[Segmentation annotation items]
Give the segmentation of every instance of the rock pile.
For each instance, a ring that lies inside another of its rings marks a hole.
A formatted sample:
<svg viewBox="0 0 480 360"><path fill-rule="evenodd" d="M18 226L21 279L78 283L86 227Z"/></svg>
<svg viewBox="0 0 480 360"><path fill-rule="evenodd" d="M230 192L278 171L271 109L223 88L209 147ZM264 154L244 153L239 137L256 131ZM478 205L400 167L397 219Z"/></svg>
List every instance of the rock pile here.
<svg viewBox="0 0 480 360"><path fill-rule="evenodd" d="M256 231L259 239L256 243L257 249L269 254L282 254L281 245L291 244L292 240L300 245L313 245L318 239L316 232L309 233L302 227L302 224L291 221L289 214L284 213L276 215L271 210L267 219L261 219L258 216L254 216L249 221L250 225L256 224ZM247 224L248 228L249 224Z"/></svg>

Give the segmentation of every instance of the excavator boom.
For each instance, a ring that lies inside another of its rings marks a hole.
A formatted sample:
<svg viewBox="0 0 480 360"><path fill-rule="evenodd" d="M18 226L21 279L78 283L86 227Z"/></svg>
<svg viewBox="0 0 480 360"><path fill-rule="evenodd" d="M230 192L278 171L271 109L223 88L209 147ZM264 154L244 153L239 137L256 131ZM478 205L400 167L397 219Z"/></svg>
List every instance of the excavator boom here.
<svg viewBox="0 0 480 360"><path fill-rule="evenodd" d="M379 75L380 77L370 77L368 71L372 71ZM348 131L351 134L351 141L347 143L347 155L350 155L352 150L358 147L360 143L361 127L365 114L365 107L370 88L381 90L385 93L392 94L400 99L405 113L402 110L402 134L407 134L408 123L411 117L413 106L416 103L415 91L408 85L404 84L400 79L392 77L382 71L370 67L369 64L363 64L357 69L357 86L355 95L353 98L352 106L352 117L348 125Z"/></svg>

*What to do*. Reproduce the items from their start through the line containing "231L259 239L256 243L257", renaming "rock pile" as "gravel heap" and leaving everything else unchanged.

*Right answer*.
Give the segmentation of every instance of the gravel heap.
For each instance, a ring that lies inside another of its rings marks a hole.
A formatted sample:
<svg viewBox="0 0 480 360"><path fill-rule="evenodd" d="M18 226L21 279L78 283L86 227Z"/></svg>
<svg viewBox="0 0 480 360"><path fill-rule="evenodd" d="M230 192L278 171L271 109L223 88L209 147ZM264 154L244 153L239 137L256 131ZM478 205L400 167L397 219Z"/></svg>
List every instance of the gravel heap here.
<svg viewBox="0 0 480 360"><path fill-rule="evenodd" d="M256 231L259 239L256 243L257 249L269 254L282 254L281 245L291 244L292 240L300 245L313 245L318 239L316 232L309 233L302 227L302 224L291 221L289 214L284 213L276 215L271 210L267 219L261 219L258 216L254 216L249 221L250 225L256 224ZM247 224L248 228L249 224Z"/></svg>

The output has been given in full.